WHAT YOU NEED TO DO> Output the material exactly, everything from its first line down to and including the line that contains "196,496 -> 252,571".

[start of PROVIDED RECORDS]

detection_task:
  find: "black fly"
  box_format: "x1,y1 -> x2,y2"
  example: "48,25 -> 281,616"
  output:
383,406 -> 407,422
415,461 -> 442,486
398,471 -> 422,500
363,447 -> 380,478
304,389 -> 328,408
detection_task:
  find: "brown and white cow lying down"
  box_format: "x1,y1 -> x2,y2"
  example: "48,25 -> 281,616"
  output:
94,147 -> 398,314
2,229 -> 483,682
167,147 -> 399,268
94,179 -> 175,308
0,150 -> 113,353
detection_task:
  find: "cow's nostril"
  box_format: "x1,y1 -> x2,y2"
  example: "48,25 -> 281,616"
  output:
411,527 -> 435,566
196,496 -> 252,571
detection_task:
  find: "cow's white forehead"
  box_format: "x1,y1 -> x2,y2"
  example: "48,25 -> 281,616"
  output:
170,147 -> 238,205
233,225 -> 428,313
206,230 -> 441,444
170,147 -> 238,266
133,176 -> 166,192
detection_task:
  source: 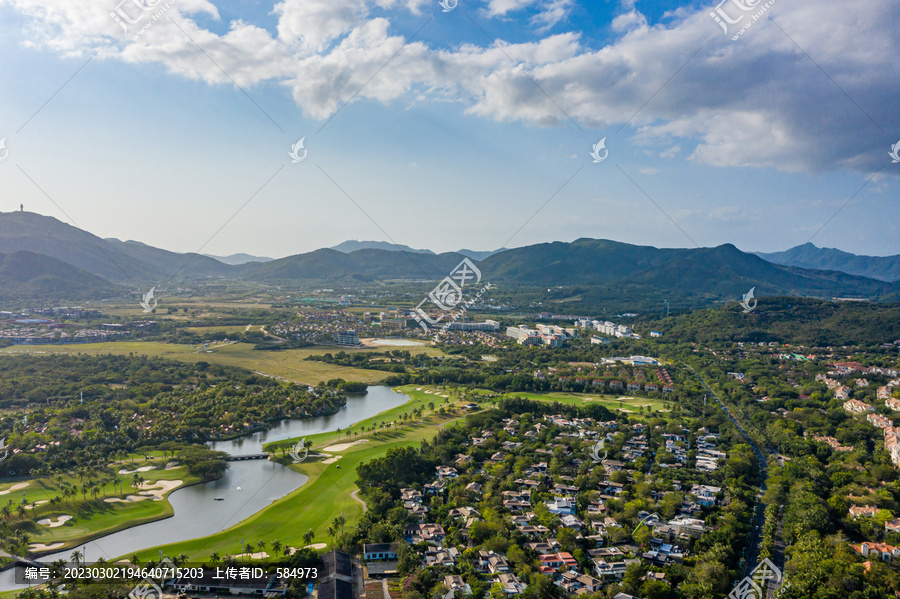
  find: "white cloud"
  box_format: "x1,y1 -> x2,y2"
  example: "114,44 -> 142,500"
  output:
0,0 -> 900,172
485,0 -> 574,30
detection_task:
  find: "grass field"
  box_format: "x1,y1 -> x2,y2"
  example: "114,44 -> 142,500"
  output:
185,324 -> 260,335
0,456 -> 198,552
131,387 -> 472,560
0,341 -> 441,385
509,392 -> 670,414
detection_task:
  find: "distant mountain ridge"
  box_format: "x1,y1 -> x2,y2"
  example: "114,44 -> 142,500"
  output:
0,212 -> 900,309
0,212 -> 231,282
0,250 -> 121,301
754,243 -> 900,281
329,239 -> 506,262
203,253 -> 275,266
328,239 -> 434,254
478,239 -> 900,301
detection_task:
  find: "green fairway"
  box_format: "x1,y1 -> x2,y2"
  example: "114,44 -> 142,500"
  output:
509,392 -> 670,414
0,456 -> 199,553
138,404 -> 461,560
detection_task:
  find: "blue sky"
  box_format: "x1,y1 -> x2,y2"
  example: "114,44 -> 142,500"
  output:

[end of PROVIDED RECORDS]

RESULT OF THE TASK>
detection_task:
  find: "black fly"
  box_format: "x1,y1 -> x2,y2"
  example: "48,25 -> 281,616"
  output:
383,406 -> 407,422
415,461 -> 442,486
398,471 -> 422,500
363,447 -> 380,478
304,389 -> 328,408
detection_task:
  find: "brown and white cow lying down"
  box_format: "x1,y1 -> x2,y2"
  example: "48,25 -> 281,616"
  output:
94,147 -> 398,314
2,229 -> 483,682
167,147 -> 399,268
94,179 -> 175,308
0,150 -> 113,353
detection_task:
  find: "cow's nostril"
  box_format: "x1,y1 -> x2,y2"
  example: "48,25 -> 281,616"
  output:
411,527 -> 435,566
196,496 -> 252,571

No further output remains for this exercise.